• _Work task_
Write out the records below from the first line through the line containing "like [45, 496].", leaving out any pictures.

⟨

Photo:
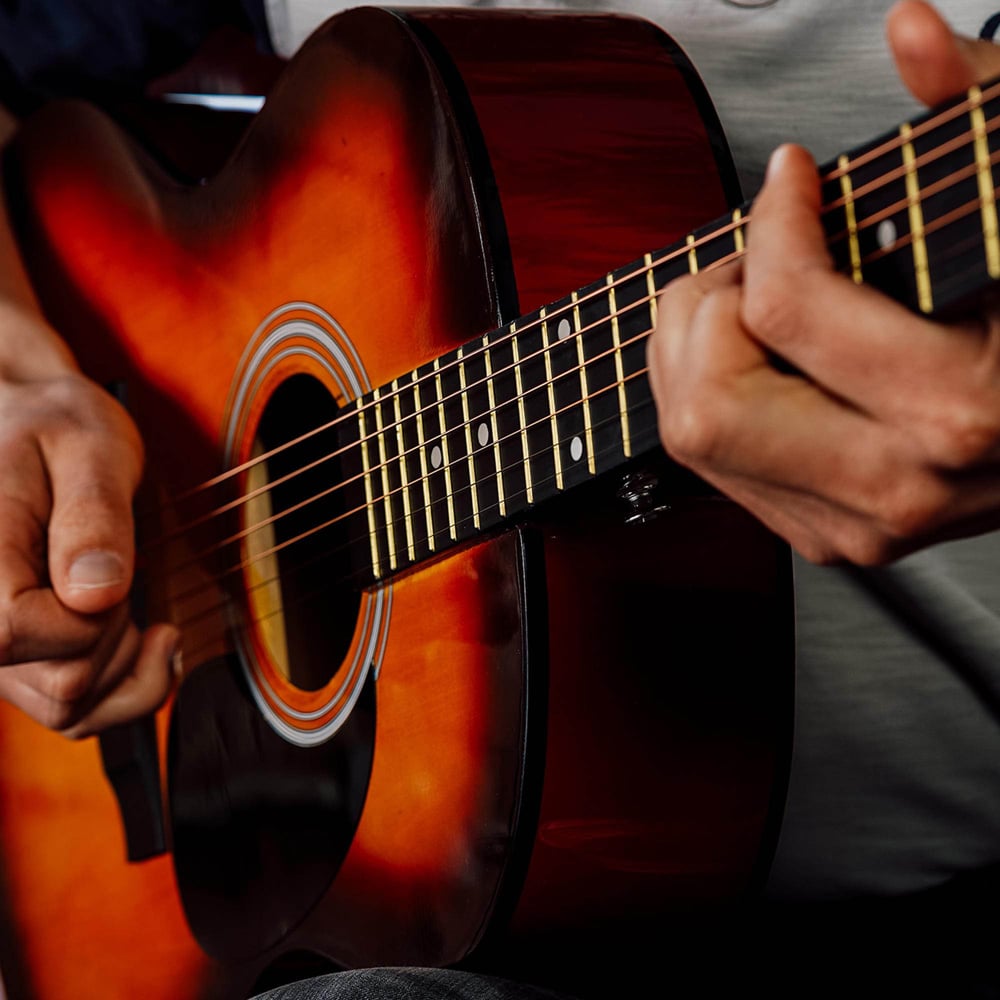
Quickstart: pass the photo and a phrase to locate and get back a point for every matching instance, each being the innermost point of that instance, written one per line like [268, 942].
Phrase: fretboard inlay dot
[886, 234]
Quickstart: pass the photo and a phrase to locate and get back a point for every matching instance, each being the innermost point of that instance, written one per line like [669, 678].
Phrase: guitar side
[526, 773]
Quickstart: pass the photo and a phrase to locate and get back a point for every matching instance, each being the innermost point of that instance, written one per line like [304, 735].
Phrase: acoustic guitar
[472, 672]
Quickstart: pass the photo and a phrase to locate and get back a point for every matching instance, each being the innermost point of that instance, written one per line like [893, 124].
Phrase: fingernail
[95, 569]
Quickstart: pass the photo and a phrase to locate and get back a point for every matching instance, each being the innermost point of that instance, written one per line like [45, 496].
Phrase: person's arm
[889, 439]
[70, 460]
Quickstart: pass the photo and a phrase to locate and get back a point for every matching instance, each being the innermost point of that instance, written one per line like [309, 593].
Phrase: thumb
[91, 545]
[933, 62]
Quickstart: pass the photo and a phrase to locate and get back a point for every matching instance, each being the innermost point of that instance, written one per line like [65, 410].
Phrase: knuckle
[691, 430]
[772, 311]
[66, 684]
[907, 510]
[7, 637]
[965, 433]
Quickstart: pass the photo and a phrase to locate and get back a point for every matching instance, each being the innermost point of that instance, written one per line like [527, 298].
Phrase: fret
[404, 476]
[597, 416]
[537, 407]
[984, 178]
[525, 412]
[506, 420]
[739, 236]
[387, 491]
[442, 406]
[588, 427]
[567, 393]
[418, 410]
[951, 185]
[651, 290]
[366, 465]
[919, 248]
[616, 337]
[632, 322]
[488, 483]
[469, 450]
[456, 432]
[692, 254]
[522, 413]
[494, 427]
[847, 193]
[550, 390]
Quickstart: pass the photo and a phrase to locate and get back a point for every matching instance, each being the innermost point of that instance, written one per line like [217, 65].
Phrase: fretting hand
[889, 440]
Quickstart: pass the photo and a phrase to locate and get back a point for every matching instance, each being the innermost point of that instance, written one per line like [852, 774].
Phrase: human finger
[79, 697]
[93, 469]
[934, 63]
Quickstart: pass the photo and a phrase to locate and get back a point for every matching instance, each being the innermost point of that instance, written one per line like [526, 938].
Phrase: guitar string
[399, 522]
[218, 608]
[670, 255]
[640, 303]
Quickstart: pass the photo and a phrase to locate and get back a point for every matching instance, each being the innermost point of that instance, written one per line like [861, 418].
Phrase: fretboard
[475, 439]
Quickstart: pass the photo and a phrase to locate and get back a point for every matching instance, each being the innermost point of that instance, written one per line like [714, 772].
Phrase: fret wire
[501, 499]
[584, 389]
[556, 451]
[470, 457]
[738, 240]
[619, 366]
[522, 417]
[422, 447]
[916, 224]
[692, 254]
[403, 474]
[445, 458]
[984, 175]
[738, 237]
[389, 519]
[852, 222]
[369, 495]
[651, 290]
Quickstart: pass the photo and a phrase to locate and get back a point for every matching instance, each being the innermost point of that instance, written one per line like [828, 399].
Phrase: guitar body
[578, 726]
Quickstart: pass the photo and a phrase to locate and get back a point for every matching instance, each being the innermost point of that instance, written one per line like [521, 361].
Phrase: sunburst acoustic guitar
[470, 668]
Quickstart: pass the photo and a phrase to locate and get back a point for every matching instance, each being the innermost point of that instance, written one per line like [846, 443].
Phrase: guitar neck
[476, 438]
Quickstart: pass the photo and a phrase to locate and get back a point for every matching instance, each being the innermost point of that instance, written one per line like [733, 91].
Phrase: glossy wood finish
[585, 782]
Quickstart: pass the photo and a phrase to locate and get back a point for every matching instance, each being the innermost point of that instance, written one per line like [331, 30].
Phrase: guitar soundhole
[298, 595]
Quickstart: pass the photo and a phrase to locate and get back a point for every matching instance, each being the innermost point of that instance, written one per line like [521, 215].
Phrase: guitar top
[472, 673]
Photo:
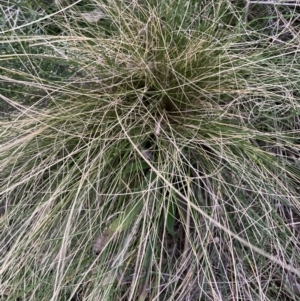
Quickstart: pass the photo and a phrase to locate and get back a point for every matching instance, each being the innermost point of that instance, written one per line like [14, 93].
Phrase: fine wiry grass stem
[149, 150]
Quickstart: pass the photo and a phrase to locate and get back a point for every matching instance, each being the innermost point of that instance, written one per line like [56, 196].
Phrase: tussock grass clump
[149, 151]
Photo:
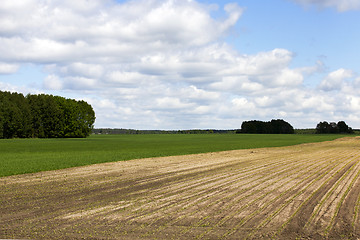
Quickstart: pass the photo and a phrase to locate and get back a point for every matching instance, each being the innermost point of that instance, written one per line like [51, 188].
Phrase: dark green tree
[44, 116]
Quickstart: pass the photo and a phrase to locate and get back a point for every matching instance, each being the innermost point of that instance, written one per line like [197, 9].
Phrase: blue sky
[176, 64]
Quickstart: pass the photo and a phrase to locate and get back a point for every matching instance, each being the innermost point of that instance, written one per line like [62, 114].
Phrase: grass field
[19, 156]
[308, 191]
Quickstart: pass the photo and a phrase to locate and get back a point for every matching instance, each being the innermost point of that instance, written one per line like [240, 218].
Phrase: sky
[188, 64]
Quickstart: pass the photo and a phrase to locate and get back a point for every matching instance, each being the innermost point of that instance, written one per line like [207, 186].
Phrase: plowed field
[309, 191]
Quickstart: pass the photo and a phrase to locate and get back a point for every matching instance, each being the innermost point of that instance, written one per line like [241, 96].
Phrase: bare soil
[309, 191]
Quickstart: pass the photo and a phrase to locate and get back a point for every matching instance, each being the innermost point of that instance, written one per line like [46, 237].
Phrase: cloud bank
[165, 65]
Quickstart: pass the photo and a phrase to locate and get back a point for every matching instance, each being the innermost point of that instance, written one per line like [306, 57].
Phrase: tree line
[44, 116]
[332, 127]
[277, 126]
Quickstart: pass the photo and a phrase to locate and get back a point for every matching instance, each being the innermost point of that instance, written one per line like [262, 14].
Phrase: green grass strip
[19, 156]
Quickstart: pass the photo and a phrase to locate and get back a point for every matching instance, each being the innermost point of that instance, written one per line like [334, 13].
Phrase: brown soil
[309, 191]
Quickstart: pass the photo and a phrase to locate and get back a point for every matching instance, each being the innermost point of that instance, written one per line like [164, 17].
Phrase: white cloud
[340, 5]
[335, 79]
[6, 68]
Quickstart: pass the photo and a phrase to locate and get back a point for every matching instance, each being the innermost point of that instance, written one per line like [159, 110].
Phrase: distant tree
[278, 126]
[44, 116]
[340, 127]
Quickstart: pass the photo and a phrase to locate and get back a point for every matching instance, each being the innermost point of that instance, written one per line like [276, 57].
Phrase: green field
[19, 156]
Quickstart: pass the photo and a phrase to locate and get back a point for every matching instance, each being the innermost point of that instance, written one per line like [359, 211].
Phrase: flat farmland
[306, 191]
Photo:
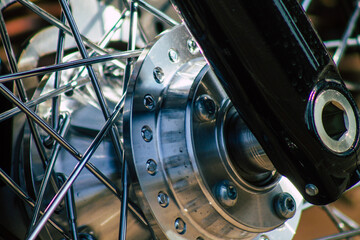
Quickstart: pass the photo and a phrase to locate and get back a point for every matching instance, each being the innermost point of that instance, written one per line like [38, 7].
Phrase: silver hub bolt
[180, 226]
[158, 74]
[163, 199]
[151, 166]
[226, 193]
[285, 205]
[149, 102]
[173, 55]
[311, 190]
[206, 108]
[146, 133]
[192, 46]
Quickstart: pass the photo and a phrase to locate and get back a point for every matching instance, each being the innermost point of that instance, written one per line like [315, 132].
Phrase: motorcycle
[219, 120]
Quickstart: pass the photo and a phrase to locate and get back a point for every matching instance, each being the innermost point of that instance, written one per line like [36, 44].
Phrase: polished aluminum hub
[188, 185]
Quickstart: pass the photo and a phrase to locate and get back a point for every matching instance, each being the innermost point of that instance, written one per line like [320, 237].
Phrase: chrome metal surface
[183, 165]
[338, 130]
[177, 122]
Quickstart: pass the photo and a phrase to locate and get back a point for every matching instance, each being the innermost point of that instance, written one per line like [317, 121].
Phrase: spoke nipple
[226, 193]
[180, 226]
[158, 74]
[173, 56]
[163, 199]
[311, 190]
[285, 205]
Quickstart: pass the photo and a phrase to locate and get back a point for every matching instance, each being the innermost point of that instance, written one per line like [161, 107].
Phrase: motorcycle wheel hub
[174, 123]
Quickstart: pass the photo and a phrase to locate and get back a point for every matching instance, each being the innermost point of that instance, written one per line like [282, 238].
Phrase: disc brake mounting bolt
[151, 167]
[158, 74]
[146, 133]
[192, 46]
[285, 205]
[173, 55]
[311, 190]
[206, 108]
[149, 102]
[163, 199]
[180, 226]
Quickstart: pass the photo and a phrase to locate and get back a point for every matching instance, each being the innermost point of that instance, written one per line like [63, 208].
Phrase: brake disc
[176, 131]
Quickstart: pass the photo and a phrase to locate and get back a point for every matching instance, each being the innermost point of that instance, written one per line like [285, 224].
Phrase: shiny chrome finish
[196, 191]
[335, 120]
[285, 205]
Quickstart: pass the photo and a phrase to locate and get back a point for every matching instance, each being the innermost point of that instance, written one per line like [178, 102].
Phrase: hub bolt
[158, 74]
[226, 193]
[180, 226]
[163, 199]
[205, 108]
[173, 55]
[146, 133]
[192, 46]
[285, 205]
[149, 102]
[151, 166]
[311, 190]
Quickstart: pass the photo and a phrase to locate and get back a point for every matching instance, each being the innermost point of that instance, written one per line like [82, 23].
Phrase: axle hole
[335, 120]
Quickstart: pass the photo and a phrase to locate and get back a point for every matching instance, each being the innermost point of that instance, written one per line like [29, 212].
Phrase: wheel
[148, 120]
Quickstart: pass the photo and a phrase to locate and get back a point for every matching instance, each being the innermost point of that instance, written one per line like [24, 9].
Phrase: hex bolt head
[285, 205]
[226, 193]
[180, 226]
[173, 55]
[192, 46]
[205, 108]
[158, 74]
[149, 102]
[163, 199]
[151, 166]
[311, 190]
[146, 133]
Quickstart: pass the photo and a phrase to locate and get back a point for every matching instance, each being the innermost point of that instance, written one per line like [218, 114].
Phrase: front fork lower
[285, 86]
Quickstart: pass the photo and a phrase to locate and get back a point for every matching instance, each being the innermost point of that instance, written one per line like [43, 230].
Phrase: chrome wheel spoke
[75, 173]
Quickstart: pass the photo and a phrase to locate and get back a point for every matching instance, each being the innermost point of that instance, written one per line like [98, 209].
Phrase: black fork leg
[285, 86]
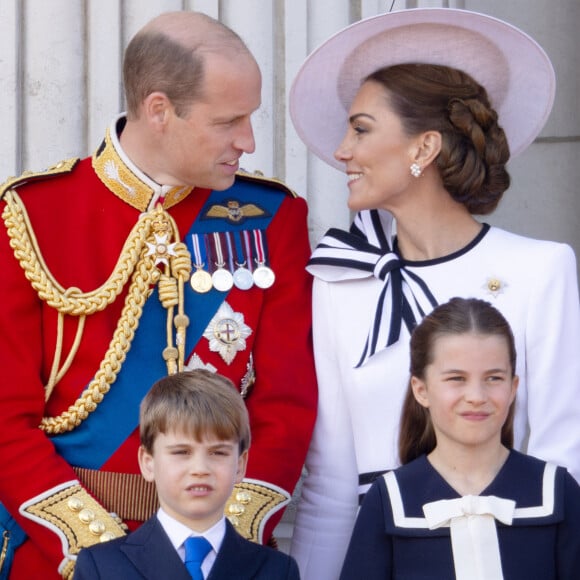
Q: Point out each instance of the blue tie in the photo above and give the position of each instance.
(196, 549)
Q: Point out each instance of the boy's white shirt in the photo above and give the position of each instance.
(178, 533)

⟩

• _Answer for the task_
Photo:
Quickstart: pass the photo and a phrase to locate and get back a point for every matching instance, each being the innermost point of that instance, written one per line like [268, 942].
Phrase: fretboard inlay dot
[886, 234]
Quickstart: pass the photo and a phrase to locate and get back a point for every matching instance, each being the innermost point of that instance, written one per line like [669, 678].
Phrase: guitar side
[526, 773]
Quickstart: pass the photo and a phrase to locate and get back a point for every matching instance, each being the innermost point of that instance, written one per line like [304, 735].
Phrase: acoustic guitar
[472, 672]
Quickstart: pass the photo and a phrase to locate and get back a point for every matching instance, each being the innermost point of that instance, written one per line like [893, 124].
Phrase: fingernail
[95, 569]
Quickstart: pass the photo and a phrase to locate and get back a point for every matching instance, each being the innermost point of that instance, written one per line like [45, 496].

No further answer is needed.